» Text section
********************

2.4. Mathematical Model of a Ship

To verify the performance of the constant tension mooring system proposed in this paper, a 40,000-ton ship is selected as the research object. In the process of numerical analysis, we established a complete ship mooring system coupling model, in which the key parameters of the ship hull, as shown in

Table 1. Key parameters of the hull model.

Parameters Meanings	Reference Number
Length (m)	192
Wide (m)	30.8
Depth (m)	11
Coordinate (X, Y, Z)	(−1.326, 0, 10)
Tonnage (Kg)	45,000,000
Rxx, Ryy, Rzz	8.84, 48, 48
Lateral windward area (m2)	2700
Longitudinal windward area (m2)	650

, include, but are not limited to, the ship’s main scales (overall length, width, depth), displacement, draft, moment of inertia, etc. By analyzing the mooring performance of this ship, the applicability of this system on ships of different tonnages can be better evaluated.

********************

(Coordinate annotation entries)
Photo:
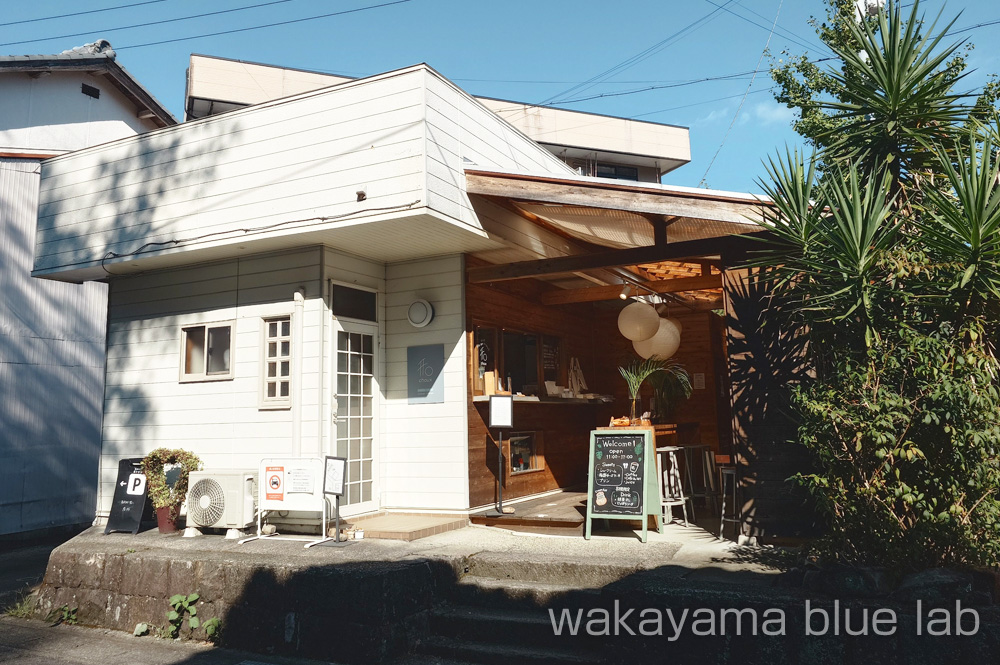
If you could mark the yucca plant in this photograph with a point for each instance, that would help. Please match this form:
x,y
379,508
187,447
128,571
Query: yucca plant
x,y
637,370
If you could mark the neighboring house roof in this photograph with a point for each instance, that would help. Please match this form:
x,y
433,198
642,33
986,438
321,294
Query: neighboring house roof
x,y
96,58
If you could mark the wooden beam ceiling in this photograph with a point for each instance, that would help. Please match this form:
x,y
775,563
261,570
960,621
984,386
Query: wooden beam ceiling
x,y
730,246
594,294
632,198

********************

» Given exercise 1
According to the ship model text, what is the length of the hull?
» Given exercise 2
Write the next part of the ship mooring model text, starting after its last sentence.
These records come from a different source than the text.

» Final result 1
192 meters

» Final result 2
3. Numerical Simulation and Analysis

3.1. Numerical Simulation Parameter Setting

In this study, a numerical simulation of a multi-body coupled system is carried out to address the dynamic response of a moored ship in an irregular wave environment. Based on the three-dimensional potential flow theory, a fully coupled analysis system containing the wind-wave-current environmental loads, the ship’s six-degree-of-freedom motion, the mooring cable dynamics, and the coastal boundary conditions is constructed [30].

3.1.1. Wave Load Modeling

In practice, wave models are often modelled using the linear superposition principle [31], for example:

$$\zeta (X,Y,t)={\displaystyle \sum _{m=1}^{N_d}{\displaystyle \sum _{j=1}^{N_m}{a}_{jm}}}{e}^{i(k_{jm}X\cos x_m+k_{jm}Y\sin x_m-{\omega }_{jm}t+{\alpha }_{jm})}$$

(13)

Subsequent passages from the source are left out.